GOAL: Copy out every line of the data below without changing a single character.

>> START EXERCISE MATERIALS

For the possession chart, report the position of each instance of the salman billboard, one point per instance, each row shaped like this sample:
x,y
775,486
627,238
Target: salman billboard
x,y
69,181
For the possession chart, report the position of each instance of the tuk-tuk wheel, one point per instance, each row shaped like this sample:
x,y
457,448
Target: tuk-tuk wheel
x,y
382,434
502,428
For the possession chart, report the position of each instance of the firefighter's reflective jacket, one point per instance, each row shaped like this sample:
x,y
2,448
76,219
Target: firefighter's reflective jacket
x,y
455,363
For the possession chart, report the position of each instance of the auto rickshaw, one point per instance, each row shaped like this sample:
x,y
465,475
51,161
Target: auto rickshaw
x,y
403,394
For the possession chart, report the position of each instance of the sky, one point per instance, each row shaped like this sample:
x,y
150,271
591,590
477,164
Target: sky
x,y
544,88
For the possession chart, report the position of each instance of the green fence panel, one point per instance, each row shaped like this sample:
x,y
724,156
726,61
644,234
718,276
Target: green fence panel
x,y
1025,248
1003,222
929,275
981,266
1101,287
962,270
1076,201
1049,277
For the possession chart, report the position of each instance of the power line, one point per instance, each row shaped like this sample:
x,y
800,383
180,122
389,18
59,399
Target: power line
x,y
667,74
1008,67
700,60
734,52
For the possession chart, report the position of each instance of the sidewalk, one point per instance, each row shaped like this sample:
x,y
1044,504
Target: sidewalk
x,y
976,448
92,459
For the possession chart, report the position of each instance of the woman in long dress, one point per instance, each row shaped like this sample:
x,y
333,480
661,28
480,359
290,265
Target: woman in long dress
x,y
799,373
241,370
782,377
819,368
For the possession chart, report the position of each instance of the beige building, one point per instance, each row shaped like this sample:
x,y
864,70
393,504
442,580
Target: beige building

>> END EXERCISE MATERIALS

EXERCISE SOLUTION:
For the possession chart, report the position of each instance of the salman billboard, one point per instance, each row shaped like this sample:
x,y
775,486
627,238
Target: salman billboard
x,y
69,181
For the possession chart, report the position of each instance of the tuk-tuk wheel, one point per instance, each row shaped like this sample:
x,y
457,448
Target: tuk-tuk wheel
x,y
382,434
502,428
For the possession chart, report the position of each instance of the firefighter's reflective jacket, one point per instance, each row shaped like this sample:
x,y
2,448
76,219
Target: firefighter's reflective jacket
x,y
455,363
For the possession chart, report the position of each instance of the auto rickshaw, one point per instance, each row shaped like this sample:
x,y
465,475
51,161
Target: auto rickshaw
x,y
403,394
For the possession chart, report the position of each instance of the sky, one point per instance, each row shaped like this sample:
x,y
150,271
591,590
477,164
Target: sky
x,y
544,88
For the possession chart, report the position of each instance of the green fence panel, one point per instance, each row shaped like this sample:
x,y
724,156
726,61
644,234
718,276
Target: green fence panel
x,y
1025,248
1003,222
929,275
981,266
1101,287
962,270
1076,201
1049,277
For the possession chart, report the position of each instance of the power line, one point per instance, each row shaped like this sample:
x,y
800,383
180,122
389,18
59,399
Target: power line
x,y
667,74
1008,67
700,60
734,52
For the possession chart, report the position of each instance of the sidewalk, one point per instance, each row shaped like this sample:
x,y
1044,504
Target: sidewalk
x,y
976,448
92,459
For the possession chart, report the position of each instance of the woman in long dress, one point per instance, each row shaped like this sample:
x,y
333,480
661,28
480,359
290,265
Target: woman in long dress
x,y
799,373
241,370
782,377
819,368
For the possession chart, report the position of each instance of the beige building, one point per instance, each row shaped like this sample:
x,y
864,70
393,504
442,580
Target: beige building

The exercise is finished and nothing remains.